Reply November 15, 2021, 11:22 am

Amy

So i’m supposed to respect HIS space and needs, but he doesn’t have to respect my space or values or integrity? I dated a guy once, and i tried my best to give him space and respect it but he didn’t respect mine. He pressured me into sex and it was a big deal to me, and after that i didn’t hear from him in over a month. I was devestated and he made me feel like a cheap whore, it deeply impacted my feeling of self worth. When he finally contacted me again i was furious and told him to get lost. It hurt so bad that the sex didn’t mean anything to him, and he probably just texted me again that night because he saw me as a bootycall and not as a potential girlfriend.

On top of it, before we had sex he lied and said he loved me in order to get me to have sex with him. I was in love, and when you’re in love you can make really stupid decisions. Guys can shuv up their space somewhere… Don’t fall for that crap ladies!

→ SUPPLIED DATA:
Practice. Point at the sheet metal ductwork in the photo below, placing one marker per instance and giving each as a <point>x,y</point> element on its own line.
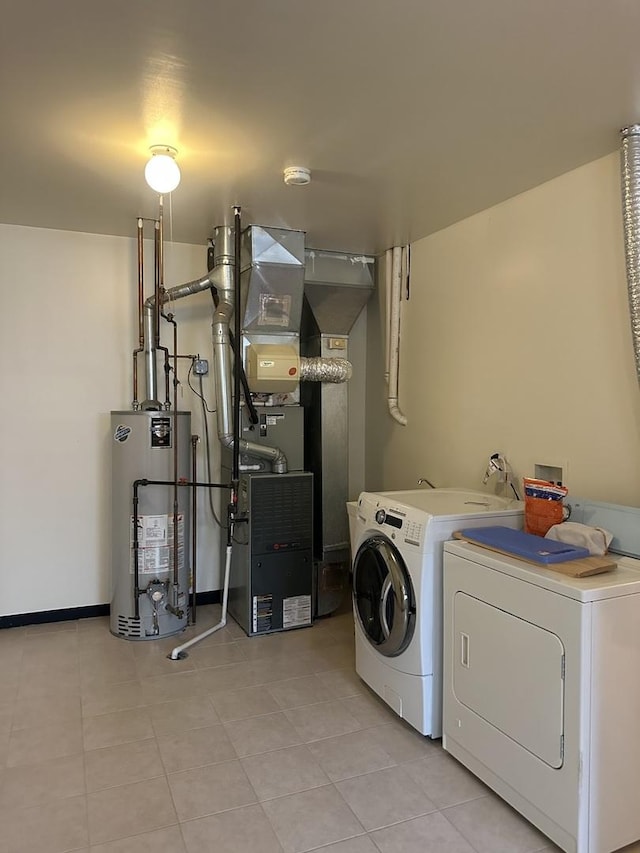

→ PROMPT: From the comment above, copy the passage that runs from "On top of it, before" to "that crap ladies!", keeping every word and mark unchanged.

→ WRITTEN ANSWER:
On top of it, before we had sex he lied and said he loved me in order to get me to have sex with him. I was in love, and when you’re in love you can make really stupid decisions. Guys can shuv up their space somewhere… Don’t fall for that crap ladies!